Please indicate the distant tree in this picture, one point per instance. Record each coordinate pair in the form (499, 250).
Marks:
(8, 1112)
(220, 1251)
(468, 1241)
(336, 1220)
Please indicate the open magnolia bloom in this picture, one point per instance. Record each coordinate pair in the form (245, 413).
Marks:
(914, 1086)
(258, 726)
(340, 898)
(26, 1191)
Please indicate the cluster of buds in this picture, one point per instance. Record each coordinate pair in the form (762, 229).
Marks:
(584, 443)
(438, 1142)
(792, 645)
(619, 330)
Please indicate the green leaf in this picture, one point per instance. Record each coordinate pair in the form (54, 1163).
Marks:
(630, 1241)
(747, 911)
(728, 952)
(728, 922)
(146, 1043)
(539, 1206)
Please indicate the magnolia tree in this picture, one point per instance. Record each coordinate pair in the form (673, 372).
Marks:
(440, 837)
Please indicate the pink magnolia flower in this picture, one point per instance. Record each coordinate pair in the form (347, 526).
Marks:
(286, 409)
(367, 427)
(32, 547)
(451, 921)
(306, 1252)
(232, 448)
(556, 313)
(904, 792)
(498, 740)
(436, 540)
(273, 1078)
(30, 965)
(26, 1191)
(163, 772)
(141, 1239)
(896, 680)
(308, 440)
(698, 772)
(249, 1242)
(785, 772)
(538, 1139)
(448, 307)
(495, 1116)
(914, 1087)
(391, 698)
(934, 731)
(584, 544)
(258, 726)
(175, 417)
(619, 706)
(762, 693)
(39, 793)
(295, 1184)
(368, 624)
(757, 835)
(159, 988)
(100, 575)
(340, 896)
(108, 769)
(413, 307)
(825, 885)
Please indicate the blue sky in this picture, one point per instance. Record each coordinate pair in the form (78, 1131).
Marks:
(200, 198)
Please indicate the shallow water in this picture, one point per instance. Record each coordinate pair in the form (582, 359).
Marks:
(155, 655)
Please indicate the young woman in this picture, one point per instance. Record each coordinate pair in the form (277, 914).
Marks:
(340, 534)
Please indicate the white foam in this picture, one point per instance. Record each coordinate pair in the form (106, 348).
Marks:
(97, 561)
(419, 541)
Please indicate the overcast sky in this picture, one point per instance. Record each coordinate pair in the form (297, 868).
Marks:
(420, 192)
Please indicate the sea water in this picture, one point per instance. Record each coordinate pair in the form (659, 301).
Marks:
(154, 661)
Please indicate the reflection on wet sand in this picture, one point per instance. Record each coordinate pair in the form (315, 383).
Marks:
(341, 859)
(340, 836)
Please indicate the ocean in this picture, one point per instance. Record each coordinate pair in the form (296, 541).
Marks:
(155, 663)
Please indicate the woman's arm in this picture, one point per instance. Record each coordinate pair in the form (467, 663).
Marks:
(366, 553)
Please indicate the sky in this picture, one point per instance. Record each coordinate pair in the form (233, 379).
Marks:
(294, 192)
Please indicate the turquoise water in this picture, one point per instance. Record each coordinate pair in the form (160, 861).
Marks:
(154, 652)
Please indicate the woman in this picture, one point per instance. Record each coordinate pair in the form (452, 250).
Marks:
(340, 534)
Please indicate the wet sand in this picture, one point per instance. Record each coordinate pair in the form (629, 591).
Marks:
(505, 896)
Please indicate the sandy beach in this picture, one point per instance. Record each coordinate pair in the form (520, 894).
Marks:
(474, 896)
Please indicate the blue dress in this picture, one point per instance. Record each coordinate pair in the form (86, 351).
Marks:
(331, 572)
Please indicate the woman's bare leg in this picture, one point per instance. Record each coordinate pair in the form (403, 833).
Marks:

**What is being asked**
Among the records above, which lines hold the word "tree"? Copy each one.

**Task solution**
Please indicate the distant tree in this picture, one point per instance. Record each coordinate pair in the form (499, 250).
Please indicate the magnolia tree in this picture, one point per instance. Record each coordinate pair in the form (673, 372).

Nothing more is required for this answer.